**TEXT BLOCK**

____________

There is an important, and growing, role for private sector conservation. While not overlooking the important role the public sector can play, the private sector can further complement and supplement public conservation activities, and also release public resources for other uses. However, a number of elements of the regulatory frameworks for land tenure, competitive neutrality, native wildlife, and taxation affect conservation of biodiversity by the private sector. •

Extensive pastoral lease arrangements do not recognise conservation as a primary land use and some provisions — including stocking rates, access and resumption — may be inconsistent with some conservation activities. Changes to these provisions are discretionary and can lead to uncertain outcomes. The lack of mechanisms to facilitate conservation agreements in some jurisdictions may also constrain conservation activities.



Despite their apparent broadness, competitive neutrality principles and measures appear to have limited application to public sanctuaries — consequently, public conservation activities may potentially benefit from net competitive advantages simply by virtue of their public ownership.

____________

**JOB A**
Please pull out the entries word for word, beginning at the line that has "input >> white dog" and stopping after the line that has "[16,269,57,319]". Leave the pictures out of your copy.
The conservation passage and the entries are unrelated to each other.

**DATA PROVIDED**
____________

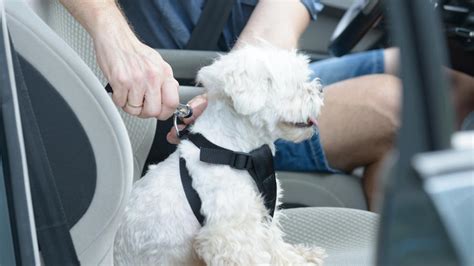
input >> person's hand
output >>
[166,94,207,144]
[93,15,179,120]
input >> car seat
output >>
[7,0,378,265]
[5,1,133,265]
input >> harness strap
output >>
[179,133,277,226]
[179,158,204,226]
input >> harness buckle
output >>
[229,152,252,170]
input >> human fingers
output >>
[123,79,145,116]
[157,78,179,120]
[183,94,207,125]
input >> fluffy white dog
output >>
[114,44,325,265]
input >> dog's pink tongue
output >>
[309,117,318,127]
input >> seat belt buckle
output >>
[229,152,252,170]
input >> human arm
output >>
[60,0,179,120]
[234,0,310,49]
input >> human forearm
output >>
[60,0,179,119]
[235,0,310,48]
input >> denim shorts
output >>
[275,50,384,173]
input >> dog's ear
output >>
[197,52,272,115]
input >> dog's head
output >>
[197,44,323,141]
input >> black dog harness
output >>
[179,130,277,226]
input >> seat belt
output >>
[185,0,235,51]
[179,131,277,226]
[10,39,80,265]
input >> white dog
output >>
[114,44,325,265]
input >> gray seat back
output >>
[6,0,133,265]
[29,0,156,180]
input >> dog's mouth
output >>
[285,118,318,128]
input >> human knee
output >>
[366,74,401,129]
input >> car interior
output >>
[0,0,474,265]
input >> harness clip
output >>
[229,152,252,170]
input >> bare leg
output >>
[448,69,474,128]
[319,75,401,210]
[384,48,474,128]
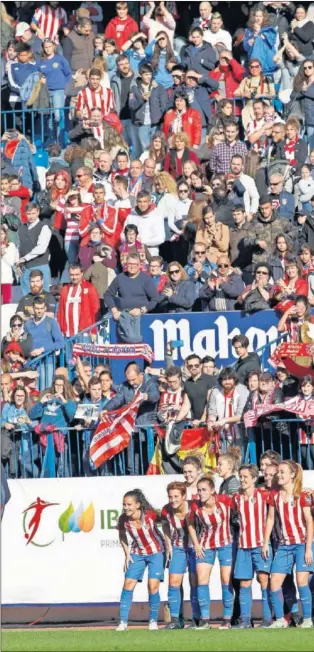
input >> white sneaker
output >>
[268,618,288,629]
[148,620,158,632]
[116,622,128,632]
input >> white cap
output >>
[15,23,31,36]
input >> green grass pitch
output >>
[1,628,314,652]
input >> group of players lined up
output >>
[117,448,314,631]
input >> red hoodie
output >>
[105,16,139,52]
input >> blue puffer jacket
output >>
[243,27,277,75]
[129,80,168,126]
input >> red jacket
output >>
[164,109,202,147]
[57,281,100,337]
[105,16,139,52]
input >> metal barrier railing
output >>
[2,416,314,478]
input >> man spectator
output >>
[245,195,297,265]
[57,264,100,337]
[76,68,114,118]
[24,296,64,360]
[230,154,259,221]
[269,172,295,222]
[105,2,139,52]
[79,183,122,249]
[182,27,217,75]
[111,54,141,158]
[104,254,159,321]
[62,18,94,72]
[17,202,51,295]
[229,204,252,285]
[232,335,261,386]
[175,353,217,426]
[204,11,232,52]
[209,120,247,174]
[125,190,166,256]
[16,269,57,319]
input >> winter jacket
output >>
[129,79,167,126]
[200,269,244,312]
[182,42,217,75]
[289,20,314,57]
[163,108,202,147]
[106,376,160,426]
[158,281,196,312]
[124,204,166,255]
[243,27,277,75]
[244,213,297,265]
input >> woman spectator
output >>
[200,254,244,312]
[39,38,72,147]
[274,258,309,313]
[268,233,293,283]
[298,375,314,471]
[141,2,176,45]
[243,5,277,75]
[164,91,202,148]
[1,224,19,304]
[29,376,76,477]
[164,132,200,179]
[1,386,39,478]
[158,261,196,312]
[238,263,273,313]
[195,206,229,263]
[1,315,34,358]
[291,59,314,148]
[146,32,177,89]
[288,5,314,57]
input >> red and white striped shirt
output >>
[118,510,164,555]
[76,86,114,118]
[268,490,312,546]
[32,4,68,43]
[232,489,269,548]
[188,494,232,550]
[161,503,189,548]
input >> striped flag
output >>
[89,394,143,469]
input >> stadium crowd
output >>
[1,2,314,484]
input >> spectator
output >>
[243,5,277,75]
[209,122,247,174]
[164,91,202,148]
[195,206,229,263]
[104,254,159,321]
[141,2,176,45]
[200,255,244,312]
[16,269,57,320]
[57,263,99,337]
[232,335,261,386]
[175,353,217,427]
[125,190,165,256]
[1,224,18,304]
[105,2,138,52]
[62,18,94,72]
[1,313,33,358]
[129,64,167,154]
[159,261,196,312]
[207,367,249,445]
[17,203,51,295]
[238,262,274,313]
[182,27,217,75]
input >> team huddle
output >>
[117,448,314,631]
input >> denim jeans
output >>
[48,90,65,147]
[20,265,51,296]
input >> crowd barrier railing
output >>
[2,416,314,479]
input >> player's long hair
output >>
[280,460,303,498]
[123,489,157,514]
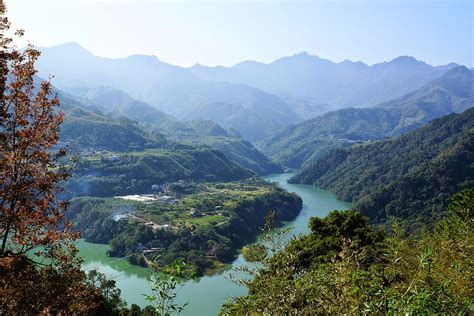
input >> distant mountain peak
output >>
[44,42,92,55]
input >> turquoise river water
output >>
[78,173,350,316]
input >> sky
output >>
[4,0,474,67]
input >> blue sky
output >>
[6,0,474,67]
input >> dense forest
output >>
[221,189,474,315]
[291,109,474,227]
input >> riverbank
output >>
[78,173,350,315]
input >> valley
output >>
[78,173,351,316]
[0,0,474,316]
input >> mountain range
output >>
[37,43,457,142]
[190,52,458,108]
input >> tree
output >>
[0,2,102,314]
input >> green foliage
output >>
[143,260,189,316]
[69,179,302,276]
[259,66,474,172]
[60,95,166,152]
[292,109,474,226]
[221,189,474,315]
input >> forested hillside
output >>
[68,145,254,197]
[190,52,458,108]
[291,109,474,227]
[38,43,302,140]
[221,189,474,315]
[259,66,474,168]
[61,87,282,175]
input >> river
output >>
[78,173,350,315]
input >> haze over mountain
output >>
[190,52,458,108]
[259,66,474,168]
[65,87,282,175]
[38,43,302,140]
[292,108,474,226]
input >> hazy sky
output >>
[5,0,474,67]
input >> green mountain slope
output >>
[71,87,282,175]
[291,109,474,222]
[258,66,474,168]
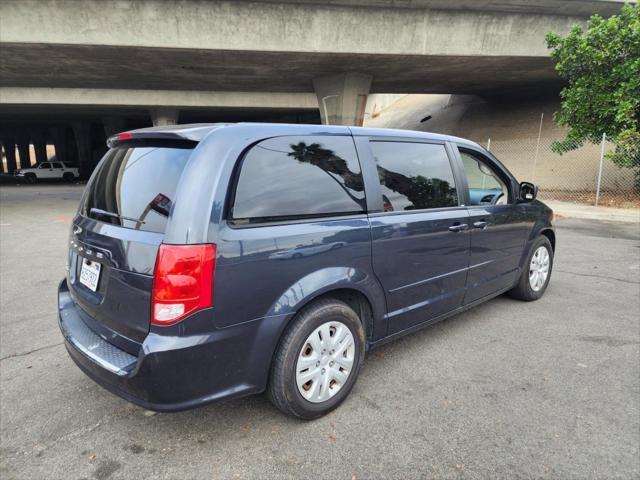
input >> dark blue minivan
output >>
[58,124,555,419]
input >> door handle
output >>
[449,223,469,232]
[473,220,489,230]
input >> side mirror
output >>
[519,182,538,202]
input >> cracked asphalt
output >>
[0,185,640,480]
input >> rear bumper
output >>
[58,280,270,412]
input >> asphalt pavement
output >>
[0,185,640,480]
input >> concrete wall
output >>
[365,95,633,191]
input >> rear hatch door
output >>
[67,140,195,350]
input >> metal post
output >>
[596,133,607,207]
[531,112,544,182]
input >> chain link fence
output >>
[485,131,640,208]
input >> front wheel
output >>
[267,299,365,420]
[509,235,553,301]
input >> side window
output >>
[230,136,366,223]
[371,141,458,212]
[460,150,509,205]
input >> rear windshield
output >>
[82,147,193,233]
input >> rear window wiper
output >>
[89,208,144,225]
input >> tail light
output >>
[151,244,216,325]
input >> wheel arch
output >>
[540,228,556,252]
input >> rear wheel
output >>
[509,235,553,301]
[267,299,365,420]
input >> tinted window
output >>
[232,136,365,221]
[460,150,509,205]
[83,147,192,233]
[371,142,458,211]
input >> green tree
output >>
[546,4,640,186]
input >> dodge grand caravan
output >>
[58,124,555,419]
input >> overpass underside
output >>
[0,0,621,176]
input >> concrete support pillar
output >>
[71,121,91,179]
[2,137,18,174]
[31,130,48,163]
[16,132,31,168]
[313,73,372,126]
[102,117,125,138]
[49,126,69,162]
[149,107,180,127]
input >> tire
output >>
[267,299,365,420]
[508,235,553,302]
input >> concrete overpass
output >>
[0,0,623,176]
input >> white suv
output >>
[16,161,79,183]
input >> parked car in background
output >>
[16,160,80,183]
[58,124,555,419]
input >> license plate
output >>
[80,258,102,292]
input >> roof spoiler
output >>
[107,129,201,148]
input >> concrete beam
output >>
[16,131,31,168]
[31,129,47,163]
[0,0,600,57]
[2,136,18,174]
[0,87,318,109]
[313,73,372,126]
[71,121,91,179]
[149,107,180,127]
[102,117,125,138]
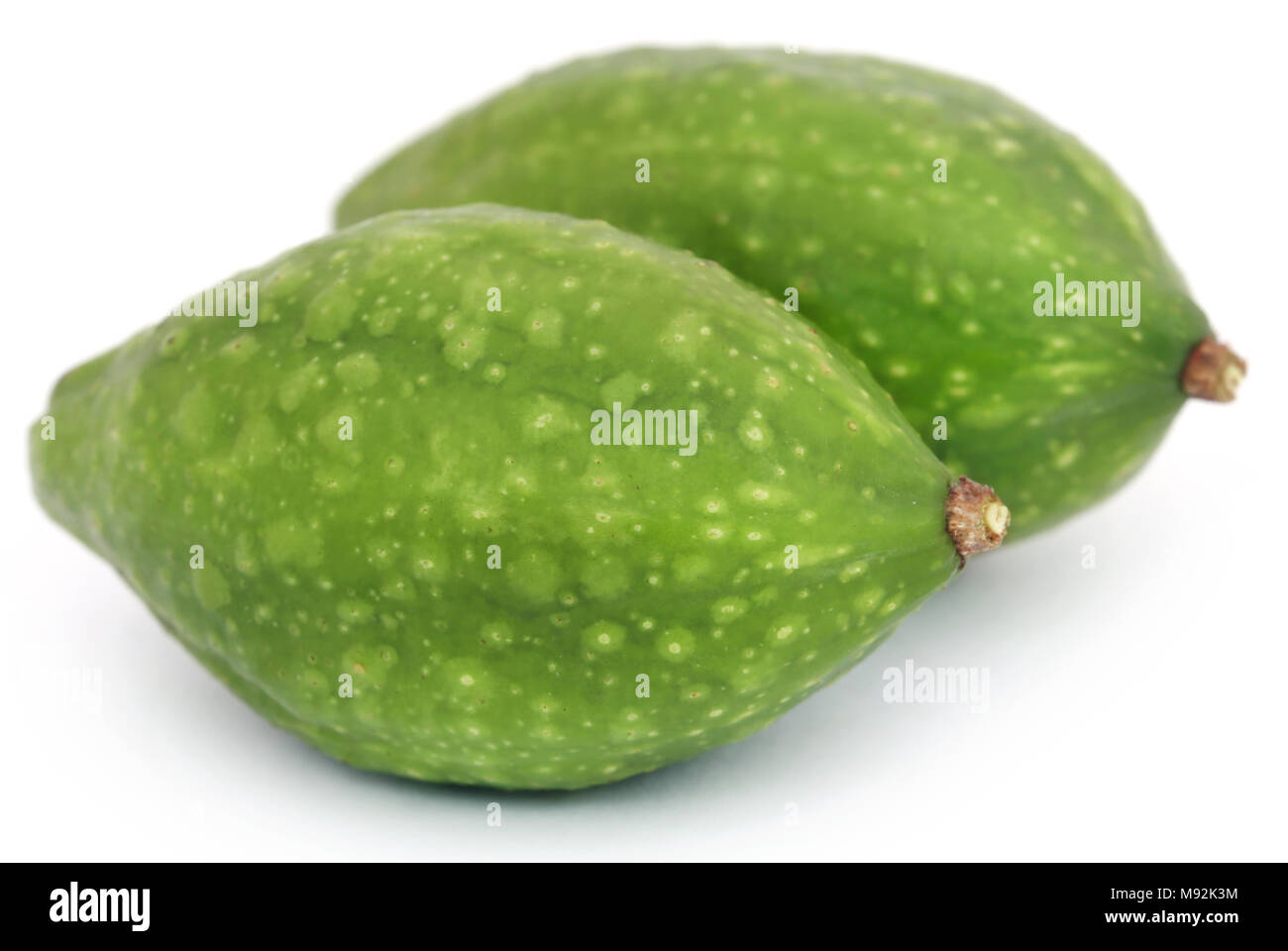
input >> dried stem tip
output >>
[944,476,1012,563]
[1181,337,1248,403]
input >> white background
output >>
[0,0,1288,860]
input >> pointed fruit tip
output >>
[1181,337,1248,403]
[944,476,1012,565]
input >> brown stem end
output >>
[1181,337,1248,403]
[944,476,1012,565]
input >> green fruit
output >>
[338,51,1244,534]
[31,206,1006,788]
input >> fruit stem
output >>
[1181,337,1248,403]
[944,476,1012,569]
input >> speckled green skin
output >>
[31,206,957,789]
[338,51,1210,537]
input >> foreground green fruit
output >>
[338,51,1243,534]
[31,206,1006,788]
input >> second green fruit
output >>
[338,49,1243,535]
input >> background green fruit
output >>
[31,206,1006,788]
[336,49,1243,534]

____________

**JOB B**
According to the conservation passage, what do extensive pastoral lease arrangements not recognize as a primary land use?

**COMPLETE RESPONSE A**
input >> white dog
output >>
[114,44,325,265]
input >> gray seat back
output >>
[6,0,133,265]
[29,0,156,180]
input >> dog's mouth
output >>
[285,118,318,128]
input >> human knee
output >>
[366,74,401,129]
input >> car interior
output >>
[0,0,474,265]
input >> harness clip
output >>
[229,152,252,170]
input >> bare leg
output >>
[448,69,474,128]
[319,75,401,210]
[384,48,474,128]
input >> white sneaker
output >>
[268,618,288,629]
[148,620,158,632]
[116,622,128,632]
input >> white cap
output >>
[15,23,31,36]
input >> green grass pitch
output >>
[1,628,314,652]
input >> group of players lined up
output >>
[117,448,314,631]
input >> red hoodie
output >>
[105,16,139,52]
input >> blue puffer jacket
output >>
[243,27,277,75]
[129,80,168,126]
input >> red jacket
output >>
[164,109,202,147]
[57,281,100,337]
[105,16,139,52]
input >> metal barrier railing
output >>
[2,416,314,478]
input >> man spectator
output >>
[245,195,297,265]
[57,264,100,337]
[76,68,114,118]
[24,296,64,360]
[230,154,259,221]
[269,172,295,222]
[105,2,139,52]
[79,183,122,249]
[182,27,217,75]
[111,54,141,158]
[104,254,159,321]
[62,18,94,72]
[17,202,51,295]
[229,204,252,285]
[232,335,261,386]
[175,353,217,426]
[204,11,232,52]
[209,120,247,174]
[125,190,166,256]
[16,269,57,319]

**COMPLETE RESPONSE B**
Conservation.